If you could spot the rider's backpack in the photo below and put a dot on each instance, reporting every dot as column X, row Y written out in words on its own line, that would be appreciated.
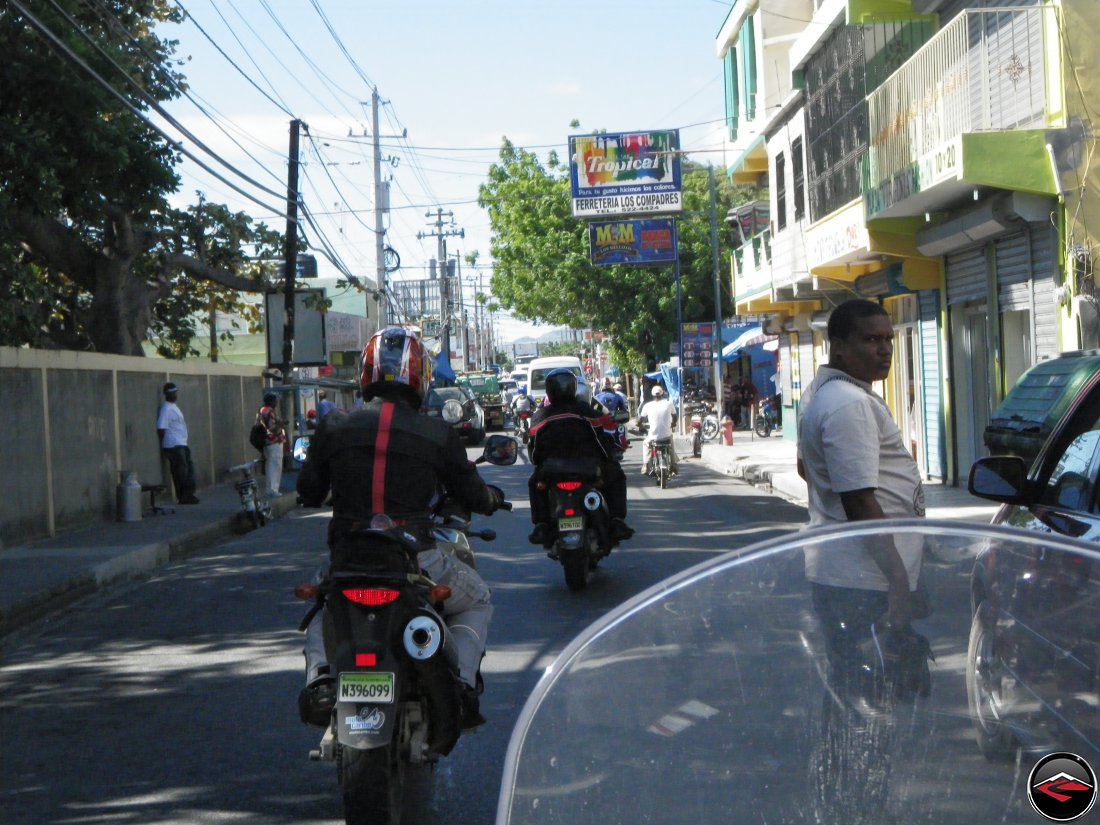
column 257, row 436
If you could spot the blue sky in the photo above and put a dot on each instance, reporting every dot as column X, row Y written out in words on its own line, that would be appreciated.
column 458, row 76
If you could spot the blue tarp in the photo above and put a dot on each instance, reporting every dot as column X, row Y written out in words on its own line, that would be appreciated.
column 441, row 369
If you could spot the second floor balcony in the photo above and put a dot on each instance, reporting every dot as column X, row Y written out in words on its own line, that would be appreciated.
column 970, row 108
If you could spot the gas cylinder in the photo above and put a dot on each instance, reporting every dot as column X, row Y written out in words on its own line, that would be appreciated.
column 128, row 496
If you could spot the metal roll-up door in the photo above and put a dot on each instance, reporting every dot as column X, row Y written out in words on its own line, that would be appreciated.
column 935, row 443
column 966, row 275
column 1044, row 267
column 1012, row 254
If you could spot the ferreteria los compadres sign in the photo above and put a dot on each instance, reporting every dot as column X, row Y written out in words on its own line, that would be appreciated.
column 626, row 173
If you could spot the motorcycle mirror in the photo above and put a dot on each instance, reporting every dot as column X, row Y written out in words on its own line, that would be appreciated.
column 300, row 448
column 452, row 411
column 501, row 450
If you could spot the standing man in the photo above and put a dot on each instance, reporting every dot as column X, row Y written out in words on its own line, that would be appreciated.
column 323, row 405
column 857, row 468
column 661, row 416
column 276, row 437
column 747, row 397
column 172, row 431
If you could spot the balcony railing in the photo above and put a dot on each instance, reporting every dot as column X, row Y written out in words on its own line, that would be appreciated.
column 990, row 69
column 752, row 265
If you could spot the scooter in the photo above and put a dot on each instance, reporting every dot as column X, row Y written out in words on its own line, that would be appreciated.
column 397, row 695
column 581, row 521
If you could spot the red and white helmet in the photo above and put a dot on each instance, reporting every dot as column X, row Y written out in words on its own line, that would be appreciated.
column 395, row 358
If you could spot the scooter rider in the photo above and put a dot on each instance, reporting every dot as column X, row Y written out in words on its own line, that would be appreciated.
column 567, row 427
column 388, row 459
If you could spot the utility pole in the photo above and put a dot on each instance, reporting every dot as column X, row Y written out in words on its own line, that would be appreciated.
column 440, row 234
column 380, row 251
column 716, row 349
column 381, row 207
column 290, row 253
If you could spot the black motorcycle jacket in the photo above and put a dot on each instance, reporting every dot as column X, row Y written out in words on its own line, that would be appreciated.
column 387, row 458
column 569, row 430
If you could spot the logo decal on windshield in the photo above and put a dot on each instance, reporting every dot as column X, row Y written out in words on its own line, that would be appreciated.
column 1062, row 787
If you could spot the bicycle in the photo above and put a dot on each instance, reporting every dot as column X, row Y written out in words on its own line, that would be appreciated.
column 255, row 507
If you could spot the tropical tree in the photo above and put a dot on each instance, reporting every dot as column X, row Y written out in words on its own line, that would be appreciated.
column 542, row 271
column 90, row 249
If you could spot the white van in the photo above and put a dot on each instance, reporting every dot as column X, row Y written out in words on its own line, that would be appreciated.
column 538, row 370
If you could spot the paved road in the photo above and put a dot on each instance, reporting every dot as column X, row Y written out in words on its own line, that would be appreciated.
column 173, row 700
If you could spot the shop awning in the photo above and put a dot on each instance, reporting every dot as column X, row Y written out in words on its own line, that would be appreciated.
column 751, row 337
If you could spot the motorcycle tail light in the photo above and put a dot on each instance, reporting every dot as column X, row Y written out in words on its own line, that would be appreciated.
column 371, row 596
column 306, row 592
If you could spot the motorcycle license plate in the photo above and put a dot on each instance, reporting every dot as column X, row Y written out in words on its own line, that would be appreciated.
column 375, row 688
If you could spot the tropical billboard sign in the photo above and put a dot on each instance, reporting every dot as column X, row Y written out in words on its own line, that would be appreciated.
column 626, row 173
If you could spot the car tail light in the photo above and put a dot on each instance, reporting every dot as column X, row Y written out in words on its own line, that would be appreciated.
column 371, row 596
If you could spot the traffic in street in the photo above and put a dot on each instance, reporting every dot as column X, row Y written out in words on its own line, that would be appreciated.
column 173, row 700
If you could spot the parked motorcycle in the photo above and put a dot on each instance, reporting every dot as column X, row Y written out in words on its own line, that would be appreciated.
column 581, row 520
column 766, row 417
column 398, row 701
column 660, row 460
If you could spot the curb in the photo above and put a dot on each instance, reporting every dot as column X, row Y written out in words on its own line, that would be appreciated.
column 131, row 564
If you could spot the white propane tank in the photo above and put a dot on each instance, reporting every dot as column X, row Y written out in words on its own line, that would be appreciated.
column 129, row 496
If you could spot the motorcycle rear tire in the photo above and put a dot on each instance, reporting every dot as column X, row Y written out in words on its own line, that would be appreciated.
column 710, row 428
column 373, row 784
column 575, row 565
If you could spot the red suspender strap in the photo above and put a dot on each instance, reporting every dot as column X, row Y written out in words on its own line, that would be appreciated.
column 381, row 444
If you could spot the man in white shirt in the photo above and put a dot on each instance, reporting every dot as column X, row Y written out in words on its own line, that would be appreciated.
column 661, row 415
column 857, row 468
column 172, row 430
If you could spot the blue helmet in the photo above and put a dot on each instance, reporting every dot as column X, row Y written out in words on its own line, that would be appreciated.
column 561, row 385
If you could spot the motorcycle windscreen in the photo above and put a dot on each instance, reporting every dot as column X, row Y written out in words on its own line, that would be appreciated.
column 710, row 697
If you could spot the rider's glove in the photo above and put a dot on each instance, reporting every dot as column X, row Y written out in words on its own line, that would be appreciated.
column 496, row 495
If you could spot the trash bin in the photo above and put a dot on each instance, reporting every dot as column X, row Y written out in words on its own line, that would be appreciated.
column 128, row 496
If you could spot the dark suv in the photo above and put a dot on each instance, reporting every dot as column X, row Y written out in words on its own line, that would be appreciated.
column 1033, row 663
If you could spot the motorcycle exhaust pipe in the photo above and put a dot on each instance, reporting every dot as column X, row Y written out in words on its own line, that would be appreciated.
column 424, row 637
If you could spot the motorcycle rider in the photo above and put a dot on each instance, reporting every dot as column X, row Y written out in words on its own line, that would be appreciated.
column 661, row 416
column 569, row 428
column 388, row 459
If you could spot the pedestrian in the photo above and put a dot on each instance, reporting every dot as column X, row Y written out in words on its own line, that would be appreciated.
column 172, row 431
column 747, row 396
column 857, row 468
column 323, row 405
column 276, row 437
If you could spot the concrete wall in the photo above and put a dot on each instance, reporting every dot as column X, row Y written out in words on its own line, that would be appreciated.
column 76, row 420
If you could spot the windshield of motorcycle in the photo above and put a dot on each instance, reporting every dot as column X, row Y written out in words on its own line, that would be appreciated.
column 740, row 692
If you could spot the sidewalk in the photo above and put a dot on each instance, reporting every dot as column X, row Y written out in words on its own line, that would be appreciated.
column 47, row 574
column 771, row 463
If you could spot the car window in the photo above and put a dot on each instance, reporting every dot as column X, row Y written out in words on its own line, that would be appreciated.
column 1074, row 476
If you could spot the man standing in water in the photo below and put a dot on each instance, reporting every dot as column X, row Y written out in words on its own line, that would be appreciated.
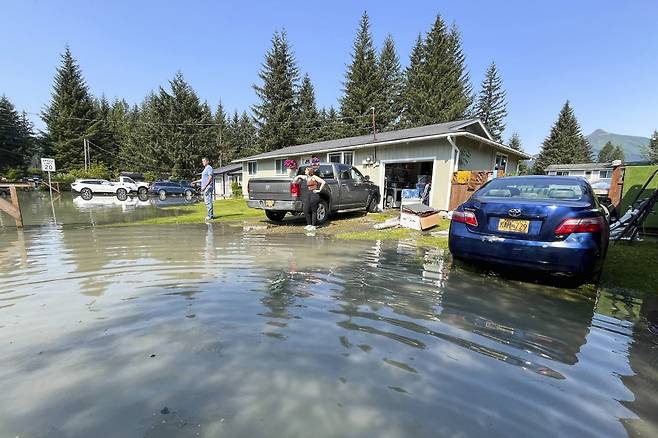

════════════════

=== WHAT IS ASKED ===
Put every line of the material above into a JSON list of strings, one string per line, with blank lines and the pictures left out.

=== ANSWER FOR THE TASK ===
[
  "If you could spot the rider's backpack in the photo below and put a dot on each instance, reporting every dot as column X, row Y written out in words on its own line, that would be appreciated.",
  "column 257, row 436",
  "If you could spot the blue sky in the photo above and put a dot on each instance, reporting every dot as column X, row Y written out in words on its own line, that would be appreciated.",
  "column 458, row 76",
  "If you could spot the blue tarp in the photo above and put a dot on each instance, reporting every dot as column X, row Y written out in words on its own line, that would be appreciated.",
  "column 441, row 369",
  "If you could spot the second floor balcony in the photo above and put a dot on each instance, reporting every dot as column X, row Y written out in words on its own line, that would be appreciated.",
  "column 970, row 108",
  "If you could spot the gas cylinder in the photo above and put a dot on each instance, reporting every dot as column X, row Y written out in words on its own line, that would be appreciated.",
  "column 128, row 496",
  "If you could spot the metal roll-up door in the photo above and put a dot on each instance, reporting every dot as column X, row Y written out in words on its own line, that would be appreciated.",
  "column 935, row 443",
  "column 966, row 275",
  "column 1044, row 267",
  "column 1012, row 254",
  "If you could spot the ferreteria los compadres sign in the photo above and put a dot on each instance, reporting every dot as column X, row Y written out in words on its own line, that would be appreciated.",
  "column 626, row 173",
  "If you could spot the motorcycle mirror in the photo above and put a dot on each instance, reporting every dot as column X, row Y written out in words on its own line, that would be appreciated.",
  "column 300, row 448",
  "column 452, row 411",
  "column 501, row 450",
  "If you could spot the standing man in the photo above and put a dot on each instance, reporting every dot as column X, row Y written out in words on its own line, that would be appreciated.",
  "column 323, row 405",
  "column 857, row 468",
  "column 661, row 416",
  "column 276, row 437",
  "column 747, row 397",
  "column 172, row 431",
  "If you could spot the balcony railing in the photo above and put a dot on each instance, reporting every dot as column X, row Y written out in words on its own line, that would be appreciated.",
  "column 990, row 69",
  "column 752, row 265",
  "If you could spot the scooter in the photo above and put a dot on each instance, reporting every dot as column X, row Y written out in words on its own line, that would be appreciated.",
  "column 397, row 695",
  "column 581, row 521",
  "If you could spot the red and white helmet in the photo above and put a dot on each instance, reporting every dot as column X, row Y written out in words on its own line, that would be appreciated.",
  "column 395, row 358",
  "If you could spot the scooter rider in the photo above and put a dot on each instance, reporting every dot as column X, row Y written out in words on its own line, that would be appreciated.",
  "column 567, row 427",
  "column 388, row 459",
  "If you could spot the utility pole in the photo above and put a dot on each instance, reporting every dot as column X, row Y written out in words on its own line, that would be appreciated.",
  "column 440, row 234",
  "column 380, row 251",
  "column 716, row 349",
  "column 381, row 207",
  "column 290, row 253",
  "If you could spot the black motorcycle jacket in the photo above and put a dot on each instance, reporting every dot as column X, row Y written out in words on its own line, that would be appreciated.",
  "column 387, row 458",
  "column 569, row 430",
  "If you could spot the logo decal on windshield in the photo above and put a dot on each instance, reporting every dot as column X, row Y written out in words on its own line, that would be appreciated.",
  "column 1062, row 787",
  "If you could spot the bicycle in the photo above and put a dot on each instance, reporting every dot as column X, row Y written out in words on its own line, that would be appreciated.",
  "column 255, row 507",
  "If you could spot the tropical tree in the photo above and put a dot on each instance, reporting every dot as column X, row Y written out in words on its own line, that would be appreciated.",
  "column 542, row 271",
  "column 90, row 249",
  "If you could spot the white van in the photo above and put a dot on each instance, reporting every dot as column X, row Y written out in words on its own line, that would be appreciated.",
  "column 538, row 370",
  "If you could spot the paved road in the photo above and put a dot on each instance, reporting every dot as column X, row Y written out in words on its own line, that would be appreciated.",
  "column 173, row 700",
  "If you could spot the shop awning in the photo above and put a dot on each instance, reporting every dot as column X, row Y written out in words on its own line, that would be appreciated.",
  "column 751, row 337",
  "If you could spot the motorcycle tail light in the photo above and put a dot on each instance, reporting every dot as column X, row Y written out in words on its own line, that would be appreciated.",
  "column 371, row 596",
  "column 306, row 592",
  "If you could spot the motorcycle license plate in the photo above and put a dot on each instance, reporting every dot as column X, row Y written out in words on its own line, that would be appreciated.",
  "column 375, row 688",
  "If you could spot the tropical billboard sign in the photo above and put a dot on each instance, reporting every dot as column X, row Y written out in words on its own line, that would be appreciated.",
  "column 626, row 173",
  "If you could spot the car tail light in the photo above and put a dot on each instance, reporting every dot as column X, row Y written out in words on its own line, that would be appreciated.",
  "column 371, row 596",
  "If you could spot the traffic in street in the photo above and put a dot on each instance, reporting every dot as column X, row Y written out in words on its own line, that would be appreciated.",
  "column 173, row 700",
  "If you could spot the parked motorcycle in the photo above and put a dot on each instance, reporting every dot as column X, row Y written out in words on its own line, that would be appreciated.",
  "column 581, row 520",
  "column 766, row 417",
  "column 398, row 701",
  "column 660, row 460",
  "If you could spot the curb in the photo above and put a dot on each instance, reporting every dot as column X, row Y written out in words on its own line, that would be appreciated.",
  "column 131, row 564",
  "If you could spot the white propane tank in the photo above and put a dot on each instance, reporting every dot as column X, row Y written out in words on its own line, that would be appreciated.",
  "column 129, row 496",
  "If you could spot the motorcycle rear tire in the photo above and put a dot on each instance, reporting every dot as column X, row Y written out in words on its own line, that would be appreciated.",
  "column 710, row 428",
  "column 373, row 784",
  "column 575, row 565",
  "If you could spot the red suspender strap in the photo above and put a dot on each instance, reporting every dot as column X, row Y written out in words on its own line, that would be appreciated.",
  "column 381, row 444",
  "If you could spot the man in white shirt in the photo above and put a dot on each instance, reporting every dot as column X, row Y written out in words on its own line, that would be appreciated.",
  "column 661, row 415",
  "column 857, row 468",
  "column 172, row 430",
  "If you could spot the blue helmet in the photo above and put a dot on each instance, reporting every dot as column X, row Y written out in words on its own line, that would be appreciated.",
  "column 561, row 385",
  "If you could spot the motorcycle windscreen in the photo above and put a dot on each instance, reporting every dot as column X, row Y written out in words on its own line, that would be appreciated.",
  "column 710, row 697",
  "If you could spot the rider's glove in the photo above and put a dot on each instance, reporting every dot as column X, row Y written out in words on its own line, that would be appreciated.",
  "column 496, row 495",
  "If you could spot the trash bin in the photo above and put a dot on each instance, reporting every dot as column X, row Y written out in words on its own line, that would be appreciated.",
  "column 128, row 496",
  "If you could spot the dark suv in the photo above and put a dot on each instance, reporting every dot as column X, row Y written out in words on its own line, that would be appreciated.",
  "column 1033, row 663",
  "If you could spot the motorcycle exhaust pipe in the photo above and put a dot on each instance, reporting every dot as column X, row Y written out in words on its own line, that would be appreciated.",
  "column 424, row 637",
  "If you could spot the motorcycle rider in the photo above and put a dot on each instance, reporting every dot as column X, row Y written out in words on its own line, that would be appreciated.",
  "column 661, row 416",
  "column 569, row 428",
  "column 388, row 459",
  "If you could spot the pedestrian in the photo above and put a dot on each instance, reporting every dot as column X, row Y written out in words on its own line, that would be appreciated.",
  "column 172, row 431",
  "column 747, row 396",
  "column 857, row 468",
  "column 323, row 405",
  "column 276, row 437",
  "If you could spot the concrete wall in the photo above and put a dot on each instance, reporting every dot as column X, row Y written out in words on its own line, that would be appreciated.",
  "column 76, row 420",
  "If you could spot the windshield of motorcycle in the photo above and put a dot on each instance, reporting every dot as column X, row Y written out in words on its own line, that would be appreciated.",
  "column 740, row 692",
  "If you could spot the sidewalk in the photo above and put a dot on each instance, reporting every dot as column X, row Y written out in words on its own line, that would be appreciated.",
  "column 47, row 574",
  "column 771, row 463",
  "If you could spot the car window in the photo above and put a dot on each instance, reporting every dot as column X, row Y written out in words on its own line, that would be appreciated.",
  "column 1074, row 476",
  "If you could spot the man standing in water in the photo below and put a dot on each instance, reporting every dot as column X, row Y written out in words on its own line, that would be appreciated."
]